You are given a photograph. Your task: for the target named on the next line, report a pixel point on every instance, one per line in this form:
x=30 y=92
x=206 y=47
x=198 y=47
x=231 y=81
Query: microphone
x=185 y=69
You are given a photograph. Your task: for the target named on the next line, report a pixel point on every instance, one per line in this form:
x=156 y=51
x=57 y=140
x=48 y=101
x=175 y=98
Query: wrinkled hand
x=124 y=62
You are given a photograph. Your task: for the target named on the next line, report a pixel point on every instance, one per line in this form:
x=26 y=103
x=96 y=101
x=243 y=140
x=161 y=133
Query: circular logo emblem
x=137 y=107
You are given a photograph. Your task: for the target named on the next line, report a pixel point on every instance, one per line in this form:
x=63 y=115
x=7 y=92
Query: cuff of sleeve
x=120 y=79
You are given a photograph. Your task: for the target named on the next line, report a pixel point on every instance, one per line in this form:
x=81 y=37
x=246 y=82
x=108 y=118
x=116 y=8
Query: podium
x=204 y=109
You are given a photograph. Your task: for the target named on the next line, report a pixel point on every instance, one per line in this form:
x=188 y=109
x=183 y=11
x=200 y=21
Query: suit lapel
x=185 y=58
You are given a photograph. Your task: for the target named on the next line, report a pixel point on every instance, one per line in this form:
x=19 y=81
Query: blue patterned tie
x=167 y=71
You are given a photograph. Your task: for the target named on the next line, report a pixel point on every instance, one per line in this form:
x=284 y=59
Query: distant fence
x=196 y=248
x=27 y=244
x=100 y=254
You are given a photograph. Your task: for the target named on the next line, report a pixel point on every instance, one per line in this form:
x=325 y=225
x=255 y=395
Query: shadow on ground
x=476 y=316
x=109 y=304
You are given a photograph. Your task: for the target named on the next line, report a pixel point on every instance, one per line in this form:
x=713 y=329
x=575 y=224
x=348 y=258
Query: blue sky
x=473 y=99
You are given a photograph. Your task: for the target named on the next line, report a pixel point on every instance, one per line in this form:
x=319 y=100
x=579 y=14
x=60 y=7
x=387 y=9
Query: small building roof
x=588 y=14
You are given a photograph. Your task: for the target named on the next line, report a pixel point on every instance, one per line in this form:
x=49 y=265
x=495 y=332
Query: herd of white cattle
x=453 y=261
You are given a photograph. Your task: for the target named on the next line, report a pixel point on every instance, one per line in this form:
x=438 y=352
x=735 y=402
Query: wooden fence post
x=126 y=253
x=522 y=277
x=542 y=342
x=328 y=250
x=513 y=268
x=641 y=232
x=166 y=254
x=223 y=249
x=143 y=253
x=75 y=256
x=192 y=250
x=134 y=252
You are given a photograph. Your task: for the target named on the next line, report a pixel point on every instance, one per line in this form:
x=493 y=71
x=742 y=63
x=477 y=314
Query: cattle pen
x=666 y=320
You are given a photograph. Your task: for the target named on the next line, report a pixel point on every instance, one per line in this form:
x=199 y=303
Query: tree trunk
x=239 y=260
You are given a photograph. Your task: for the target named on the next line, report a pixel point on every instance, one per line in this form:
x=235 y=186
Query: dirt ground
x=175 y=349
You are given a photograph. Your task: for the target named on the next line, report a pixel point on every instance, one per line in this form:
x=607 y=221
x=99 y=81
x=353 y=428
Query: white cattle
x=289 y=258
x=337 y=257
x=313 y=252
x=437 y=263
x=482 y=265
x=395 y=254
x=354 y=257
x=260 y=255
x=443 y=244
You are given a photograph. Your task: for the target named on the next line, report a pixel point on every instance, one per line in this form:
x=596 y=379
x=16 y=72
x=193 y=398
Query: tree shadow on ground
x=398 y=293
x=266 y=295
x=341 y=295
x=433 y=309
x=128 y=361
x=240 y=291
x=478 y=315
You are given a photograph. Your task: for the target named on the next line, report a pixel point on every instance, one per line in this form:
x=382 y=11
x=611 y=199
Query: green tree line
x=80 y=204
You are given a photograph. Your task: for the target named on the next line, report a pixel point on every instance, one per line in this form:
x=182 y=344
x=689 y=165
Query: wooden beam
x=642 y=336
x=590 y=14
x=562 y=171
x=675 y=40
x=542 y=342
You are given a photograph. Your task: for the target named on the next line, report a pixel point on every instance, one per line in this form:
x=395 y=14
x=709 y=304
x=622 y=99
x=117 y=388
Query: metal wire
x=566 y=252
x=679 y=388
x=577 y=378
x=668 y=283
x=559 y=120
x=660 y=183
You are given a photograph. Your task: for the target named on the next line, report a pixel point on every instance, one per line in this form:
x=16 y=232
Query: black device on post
···
▸ **TASK DETAILS**
Rewrite the listing above with each "pixel point" changed to "coordinate point" and no other changes.

▸ **RESPONSE TO THE EXERCISE**
You are given a photograph. Your task: for the target named on the next line, report a coordinate point on every instance, one per line in this form:
x=30 y=92
x=206 y=47
x=198 y=47
x=231 y=81
Query: microphone
x=185 y=69
You are given a photograph. Your task: for the target named on the next line, report a coordinate point on every instance, one per line in this form:
x=156 y=51
x=57 y=140
x=48 y=101
x=175 y=98
Query: wrinkled hand
x=124 y=62
You are given a photograph. Your task: for the target named on the next line, report a coordinate point on every instance, one per line in this form:
x=26 y=103
x=96 y=101
x=243 y=140
x=161 y=133
Query: circular logo emblem
x=137 y=107
You are given a photograph. Your task: for the target named on the next line, report a coordinate point on every instance, one per line in this form:
x=63 y=115
x=7 y=92
Query: cuff of sleeve
x=120 y=79
You are given a photograph. Your task: for the target named on the next line, report a coordinate point on every instance, one per line in this form:
x=81 y=37
x=246 y=82
x=108 y=118
x=116 y=8
Query: podium
x=204 y=109
You are given a photograph. Your task: for the target named on the next line, report a coordinate point on every instance, one per line in this form:
x=188 y=109
x=183 y=11
x=200 y=21
Query: suit lapel
x=185 y=58
You are given a photograph. Your task: for the target named on the next line, report a coordinate point on every instance, one per line in this form:
x=19 y=81
Query: blue patterned tie
x=167 y=71
You are given a photograph. Your task: for the target named on the next line, report a coordinate point on every instance, one per line in this form:
x=284 y=59
Query: distant fence
x=196 y=248
x=27 y=244
x=100 y=254
You are given a photograph. Your task: for the target named on the next line, report a coordinate point on every instance, one per line in this form:
x=325 y=225
x=255 y=395
Query: shadow on ground
x=476 y=316
x=109 y=304
You are given a photograph. Your task: for the target named on the next line, report a coordinate point on every instance, one per line in this form:
x=713 y=329
x=575 y=224
x=348 y=258
Query: blue sky
x=473 y=99
You are given a photograph. Your task: for the target named on the next line, report a coordinate point on every instance, one per line in this form:
x=319 y=100
x=579 y=14
x=60 y=7
x=387 y=9
Query: small building roof
x=588 y=14
You are given a photograph. Your task: for the target named on the next line, report a coordinate point on every instance, one per line in this form:
x=49 y=265
x=495 y=332
Query: herd of white cattle
x=453 y=261
You are given a photograph. Your task: for the target named on the next line, report a coordinate point on every instance, one per line in this form:
x=438 y=352
x=735 y=402
Query: wooden fence post
x=126 y=253
x=522 y=277
x=542 y=342
x=328 y=250
x=513 y=268
x=641 y=232
x=166 y=254
x=223 y=249
x=143 y=253
x=75 y=256
x=192 y=250
x=134 y=252
You are given a photograph. Your task: for the target named on the next line, report a coordinate point on every instance, one per line in this form:
x=493 y=71
x=742 y=63
x=477 y=314
Query: cattle pen
x=666 y=320
You are given a photograph. Your task: for the target named on the next line, report a coordinate point on every instance, one per line in this form:
x=199 y=303
Query: tree trunk
x=239 y=260
You are given a photograph. Your task: for the target named on the next line, report a coordinate point on every instance, one per line in this form:
x=235 y=186
Query: dirt ground
x=175 y=349
You are given a photograph. Your task: for the target named on the next line, report a coordinate point on every instance, one per line in this form:
x=607 y=221
x=99 y=81
x=353 y=428
Query: white cattle
x=289 y=258
x=337 y=257
x=313 y=252
x=437 y=263
x=482 y=265
x=395 y=254
x=354 y=257
x=260 y=255
x=443 y=244
You are given a photograph. Your task: for the target named on the next line, report a coordinate point on every instance, one per line in this form:
x=596 y=379
x=16 y=72
x=193 y=398
Query: tree shadow on ground
x=398 y=293
x=266 y=295
x=341 y=295
x=433 y=309
x=128 y=361
x=240 y=291
x=478 y=315
You are given a photograph. Your task: for the target named on the next line, report a coordinate point on every instance, one per line in this form:
x=382 y=11
x=611 y=199
Query: green tree line
x=80 y=204
You are given a photograph. Your task: for the target named on the next line, report a coordinate point on every instance, one per line in this form:
x=182 y=344
x=689 y=165
Query: wooden beam
x=642 y=336
x=590 y=14
x=562 y=171
x=675 y=40
x=542 y=342
You are given a photograph. Your task: for the target named on the next line, report a coordinate point on every instance, one per line in this form:
x=395 y=14
x=709 y=304
x=622 y=99
x=117 y=388
Query: metal wire
x=566 y=252
x=679 y=388
x=577 y=378
x=668 y=283
x=559 y=120
x=660 y=183
You are given a photograph. Your task: for the target named on the next line, report a coordinate point on every instance, one per line in this form:
x=16 y=232
Query: black device on post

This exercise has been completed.